I’m goofy for words. And I will happily read and read and read until I find a combination of words which “strikes like a chime through the mind.” Then I will read some more.
Thomas Hardy forges a concoction of meaning, sound, and feeling when he tells us that a singing little bird
Had chosen thus to fling his soul
Of course, every line of “The Darkling Thrush” is a work of art.
Poetry and language are the same thing. Perhaps the people we call poets live the music inside the words with greater intensity than the rest of us do, but all words are music.
Consider the first line of a poem by Emily Dickinson:
From Us She wandered now a Year,
There are a thousand less lovely ways to tell us that a woman has abandoned her family. And the beauty of the sound and rhythm of this line is assaulted by the sadness it conveys.

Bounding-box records

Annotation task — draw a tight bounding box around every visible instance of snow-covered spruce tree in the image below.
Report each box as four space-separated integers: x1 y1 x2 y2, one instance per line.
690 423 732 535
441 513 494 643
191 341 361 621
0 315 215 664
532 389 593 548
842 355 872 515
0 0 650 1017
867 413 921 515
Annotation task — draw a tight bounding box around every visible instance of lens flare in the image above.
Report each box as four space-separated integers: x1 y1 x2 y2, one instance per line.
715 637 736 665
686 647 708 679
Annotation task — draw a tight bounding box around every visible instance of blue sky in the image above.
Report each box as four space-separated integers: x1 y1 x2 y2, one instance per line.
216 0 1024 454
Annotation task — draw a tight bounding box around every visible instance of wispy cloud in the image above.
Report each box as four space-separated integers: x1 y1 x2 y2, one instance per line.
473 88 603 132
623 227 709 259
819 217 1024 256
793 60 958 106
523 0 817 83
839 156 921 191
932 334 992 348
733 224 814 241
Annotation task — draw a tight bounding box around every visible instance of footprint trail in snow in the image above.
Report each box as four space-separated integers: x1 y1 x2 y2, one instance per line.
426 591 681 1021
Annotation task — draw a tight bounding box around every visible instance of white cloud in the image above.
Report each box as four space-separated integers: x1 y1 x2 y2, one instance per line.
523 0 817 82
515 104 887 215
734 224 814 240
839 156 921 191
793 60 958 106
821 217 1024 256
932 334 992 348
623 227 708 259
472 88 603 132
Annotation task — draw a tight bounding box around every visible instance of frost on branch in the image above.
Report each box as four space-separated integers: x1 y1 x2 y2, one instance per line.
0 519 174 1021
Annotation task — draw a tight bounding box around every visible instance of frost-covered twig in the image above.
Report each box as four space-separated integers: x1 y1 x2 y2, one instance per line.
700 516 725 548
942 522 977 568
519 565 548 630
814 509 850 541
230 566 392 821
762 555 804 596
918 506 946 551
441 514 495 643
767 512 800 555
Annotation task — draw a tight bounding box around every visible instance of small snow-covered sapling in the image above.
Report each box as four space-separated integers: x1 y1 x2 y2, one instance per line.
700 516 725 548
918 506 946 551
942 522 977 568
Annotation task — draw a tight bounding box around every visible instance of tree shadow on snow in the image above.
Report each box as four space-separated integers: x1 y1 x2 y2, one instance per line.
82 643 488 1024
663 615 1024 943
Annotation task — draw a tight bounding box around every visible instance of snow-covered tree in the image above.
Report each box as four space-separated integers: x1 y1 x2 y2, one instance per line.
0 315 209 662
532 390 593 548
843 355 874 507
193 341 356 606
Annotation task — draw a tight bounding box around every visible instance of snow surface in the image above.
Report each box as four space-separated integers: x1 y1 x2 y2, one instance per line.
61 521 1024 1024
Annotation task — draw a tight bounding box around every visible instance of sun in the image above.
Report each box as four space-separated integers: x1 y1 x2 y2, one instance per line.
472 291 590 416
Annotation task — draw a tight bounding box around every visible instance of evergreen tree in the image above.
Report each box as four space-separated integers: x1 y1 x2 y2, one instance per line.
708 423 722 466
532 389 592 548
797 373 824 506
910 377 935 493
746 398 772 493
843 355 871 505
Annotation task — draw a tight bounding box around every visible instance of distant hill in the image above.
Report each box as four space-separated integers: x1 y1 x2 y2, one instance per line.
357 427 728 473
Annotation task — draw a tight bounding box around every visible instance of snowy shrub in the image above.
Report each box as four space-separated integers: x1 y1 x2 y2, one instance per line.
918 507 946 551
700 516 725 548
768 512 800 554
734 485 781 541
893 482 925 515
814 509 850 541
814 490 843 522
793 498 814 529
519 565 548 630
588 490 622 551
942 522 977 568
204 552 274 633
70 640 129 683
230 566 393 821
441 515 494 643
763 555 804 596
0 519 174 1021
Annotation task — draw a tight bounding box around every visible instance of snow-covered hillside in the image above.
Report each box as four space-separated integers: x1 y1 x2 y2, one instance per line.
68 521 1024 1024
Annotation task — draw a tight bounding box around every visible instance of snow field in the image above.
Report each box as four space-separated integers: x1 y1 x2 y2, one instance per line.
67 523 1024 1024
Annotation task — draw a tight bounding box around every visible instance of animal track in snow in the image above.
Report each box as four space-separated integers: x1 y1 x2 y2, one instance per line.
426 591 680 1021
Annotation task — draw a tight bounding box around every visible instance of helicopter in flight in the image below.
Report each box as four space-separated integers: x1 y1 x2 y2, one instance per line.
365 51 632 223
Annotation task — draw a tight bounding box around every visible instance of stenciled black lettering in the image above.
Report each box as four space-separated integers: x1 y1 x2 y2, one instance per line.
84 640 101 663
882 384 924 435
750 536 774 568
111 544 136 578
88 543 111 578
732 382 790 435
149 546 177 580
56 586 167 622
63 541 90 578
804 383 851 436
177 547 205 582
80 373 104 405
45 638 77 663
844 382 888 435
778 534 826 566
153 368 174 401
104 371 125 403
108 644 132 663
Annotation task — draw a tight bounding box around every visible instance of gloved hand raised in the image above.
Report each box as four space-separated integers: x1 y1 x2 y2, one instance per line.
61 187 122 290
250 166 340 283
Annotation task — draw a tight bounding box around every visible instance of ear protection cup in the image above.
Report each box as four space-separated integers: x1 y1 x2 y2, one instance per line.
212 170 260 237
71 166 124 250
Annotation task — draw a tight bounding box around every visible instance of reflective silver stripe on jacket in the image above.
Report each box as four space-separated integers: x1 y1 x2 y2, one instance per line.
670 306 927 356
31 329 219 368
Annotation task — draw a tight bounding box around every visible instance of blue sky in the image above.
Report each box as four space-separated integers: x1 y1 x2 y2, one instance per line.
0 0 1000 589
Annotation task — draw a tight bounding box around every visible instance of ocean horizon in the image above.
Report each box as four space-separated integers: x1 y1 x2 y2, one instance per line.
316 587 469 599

To be done
[1] Return, verbatim, the portion of the text on words and poetry that opens with the words containing "Thomas Hardy forges" and closes with "sadness it conveys.".
[2] List every line of the records that contains the string "cloud", copying each line in full. Matching is case-sensitive.
The records bear no relation to the text on words and poetry.

Solutions to the exercise
[1]
Thomas Hardy forges a concoction of meaning, sound, and feeling when he tells us that a singing little bird
Had chosen thus to fling his soul
Of course, every line of “The Darkling Thrush” is a work of art.
Poetry and language are the same thing. Perhaps the people we call poets live the music inside the words with greater intensity than the rest of us do, but all words are music.
Consider the first line of a poem by Emily Dickinson:
From Us She wandered now a Year,
There are a thousand less lovely ways to tell us that a woman has abandoned her family. And the beauty of the sound and rhythm of this line is assaulted by the sadness it conveys.

[2]
Annotation task — draw a tight bounding box around every visible instance of wispy cloud in the image above.
Annotation task — draw a tight bounding box around every visible instance of white cloud in the image above.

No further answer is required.